Chief Justice of the Supreme Court of Pennsylvania
- In office 1930–1936
- Preceded by: Robert von Moschzisker
- Succeeded by: John W. Kephart

Justice of the Supreme Court of Pennsylvania
- In office 1915–1930

Personal details
- Born: September 18, 1849 Fayette City, Pennsylvania
- Died: July 31, 1936 (aged 86) Pittsburgh, Pennsylvania
- Party: Republican
- Spouse: Loretta Gilfillan
- Alma mater: Western University of Pennsylvania

= Robert S. Frazer =

American judge (1849–1936)

Robert Sellers Frazer (September 18, 1849 – July 31, 1936) was a justice of the Supreme Court of Pennsylvania from 1915 to 1930 and chief justice from 1930 to 1936.

• [Source material]
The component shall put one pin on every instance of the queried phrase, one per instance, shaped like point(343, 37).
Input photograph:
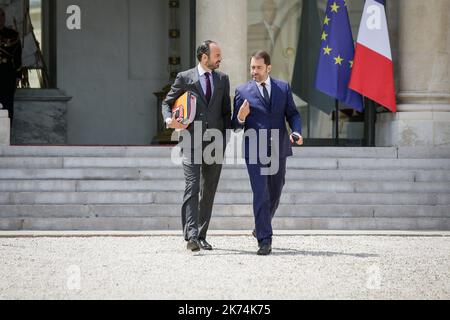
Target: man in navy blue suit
point(262, 107)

• [Task 1]
Summarize the profile of Robert S. Frazer in two sentences.
• [Task 2]
List every person other than Frazer himself who is named in the profile of Robert S. Frazer.
• [Task 3]
Copy out the part of the profile of Robert S. Frazer starting at "American judge (1849–1936)" and ending at "1930 to 1936.".

• [Problem solution 1]
Robert Sellers Frazer (1849–1936) was an American judge who served as a justice of the Supreme Court of Pennsylvania from 1915 to 1930 and as its chief justice from 1930 to 1936. He was born in Fayette City, Pennsylvania, died in Pittsburgh at age 86, belonged to the Republican Party, and attended the Western University of Pennsylvania.

• [Problem solution 2]
- Robert von Moschzisker
- John W. Kephart
- Loretta Gilfillan

• [Problem solution 3]
American judge (1849–1936)

Robert Sellers Frazer (September 18, 1849 – July 31, 1936) was a justice of the Supreme Court of Pennsylvania from 1915 to 1930 and chief justice from 1930 to 1936.